◆ PROBLEM STATEMENT: Could you output each line below exactly as it appears, excluding any pictures?

[Dataset records]
=-=-=

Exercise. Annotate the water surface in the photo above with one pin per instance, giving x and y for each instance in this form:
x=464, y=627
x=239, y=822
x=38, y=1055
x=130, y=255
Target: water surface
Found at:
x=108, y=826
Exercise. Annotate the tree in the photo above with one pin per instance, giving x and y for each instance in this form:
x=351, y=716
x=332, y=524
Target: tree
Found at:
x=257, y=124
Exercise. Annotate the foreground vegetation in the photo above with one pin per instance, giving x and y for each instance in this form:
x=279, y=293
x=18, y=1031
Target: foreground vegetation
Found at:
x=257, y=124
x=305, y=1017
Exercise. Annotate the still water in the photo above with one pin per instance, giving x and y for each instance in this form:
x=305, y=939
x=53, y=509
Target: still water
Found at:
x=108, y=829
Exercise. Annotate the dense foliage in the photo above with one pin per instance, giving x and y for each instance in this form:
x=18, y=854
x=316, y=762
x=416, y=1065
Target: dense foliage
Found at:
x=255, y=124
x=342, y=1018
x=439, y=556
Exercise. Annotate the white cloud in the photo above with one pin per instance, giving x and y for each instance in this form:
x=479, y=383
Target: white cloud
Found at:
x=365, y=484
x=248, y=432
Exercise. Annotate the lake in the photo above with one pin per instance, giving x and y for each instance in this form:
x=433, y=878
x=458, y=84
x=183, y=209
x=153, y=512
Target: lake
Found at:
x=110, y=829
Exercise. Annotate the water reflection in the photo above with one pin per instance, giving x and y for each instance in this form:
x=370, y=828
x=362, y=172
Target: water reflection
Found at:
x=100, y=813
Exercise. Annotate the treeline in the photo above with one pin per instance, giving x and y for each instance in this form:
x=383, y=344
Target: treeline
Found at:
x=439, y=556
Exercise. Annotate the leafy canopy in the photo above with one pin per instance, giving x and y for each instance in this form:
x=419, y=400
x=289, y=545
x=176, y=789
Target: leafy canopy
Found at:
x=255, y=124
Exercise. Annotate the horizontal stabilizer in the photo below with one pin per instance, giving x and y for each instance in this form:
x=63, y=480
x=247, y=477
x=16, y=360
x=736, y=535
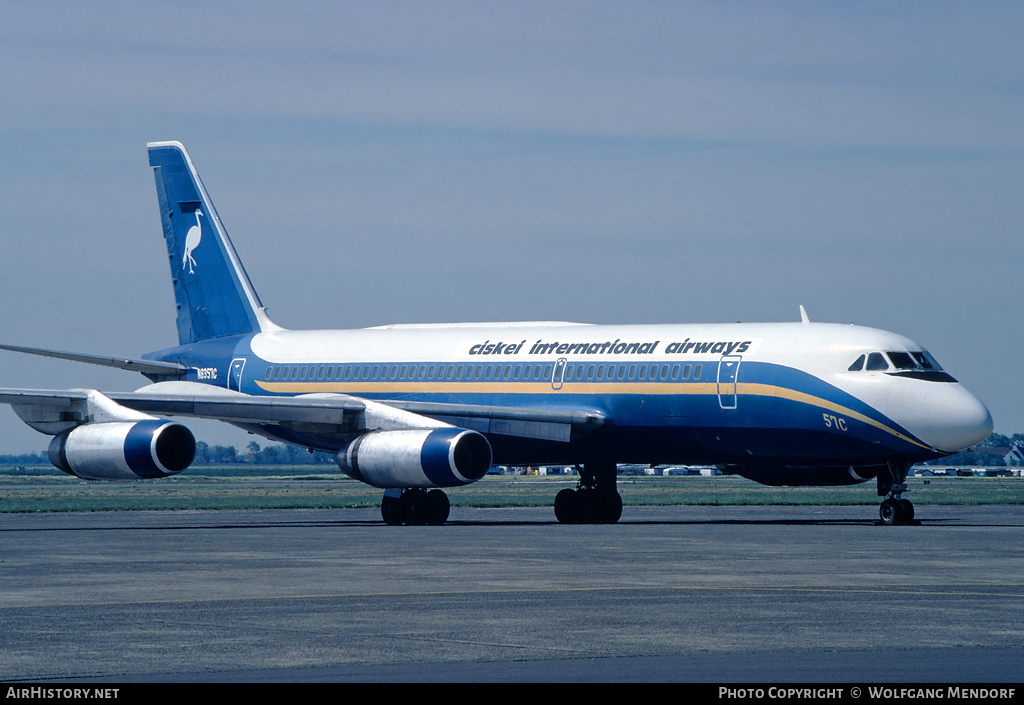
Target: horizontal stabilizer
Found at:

=-=-=

◆ RESPONSE TO THE TASK:
Exercise. Annotate the water surface in the photo above with one pin per instance, giving x and y for each instance in this form:
x=464, y=627
x=239, y=822
x=38, y=1055
x=130, y=255
Target: water surface
Found at:
x=108, y=826
Exercise. Annotate the tree in the photo above with one pin per instance, giving x and y for each instance in this form:
x=351, y=716
x=332, y=524
Target: tree
Found at:
x=257, y=124
Exercise. Annotate the foreground vegetation in the photo above with one pin per instance, giving x and y for each instance in this form:
x=279, y=293
x=18, y=1031
Target: foreground vegetation
Found at:
x=257, y=124
x=305, y=1017
Exercise. Annotate the still water in the photo above with one pin per instance, giving x and y for each instance in this form:
x=305, y=939
x=53, y=509
Target: still water
Found at:
x=108, y=829
Exercise. Annotate the dense foliage in the photo above with one pin per instance, giving x and y for each instance in this form:
x=18, y=854
x=316, y=762
x=416, y=1065
Target: dense foliage
Found at:
x=255, y=124
x=342, y=1018
x=439, y=556
Exercise. Annotate the white cloud in the photo above with one pin per instance, giving x and y for each instance in this form:
x=479, y=383
Target: white cloud
Found at:
x=365, y=484
x=248, y=432
Exercise. Annotate the lake in the photo above with one pin per instance, giving x and y for each instance in this form:
x=433, y=878
x=458, y=84
x=183, y=209
x=153, y=512
Target: lake
Found at:
x=110, y=829
Exercise. Annotate the water reflection in the photo above with one pin per instance, giving x and y for each instance in this form:
x=370, y=828
x=362, y=172
Target: water reflection
Found at:
x=100, y=813
Exercise. Annotate the treeline in the photo above with one pin per instance, giving x and y for each instance in this form:
x=383, y=344
Target: treeline
Found at:
x=439, y=556
Exercise. Annotate the leafy canopy in the photo above with one pin per instance, giving x and y for each instance in this form:
x=419, y=400
x=289, y=545
x=176, y=789
Target: leafy canopy
Found at:
x=255, y=124
Exercise. Annotate the horizontal stabilizer in the photo below with one pin per instance, giving x and y for each instance in this form:
x=63, y=480
x=247, y=477
x=16, y=360
x=736, y=535
Target: horizontal stabilizer
Found at:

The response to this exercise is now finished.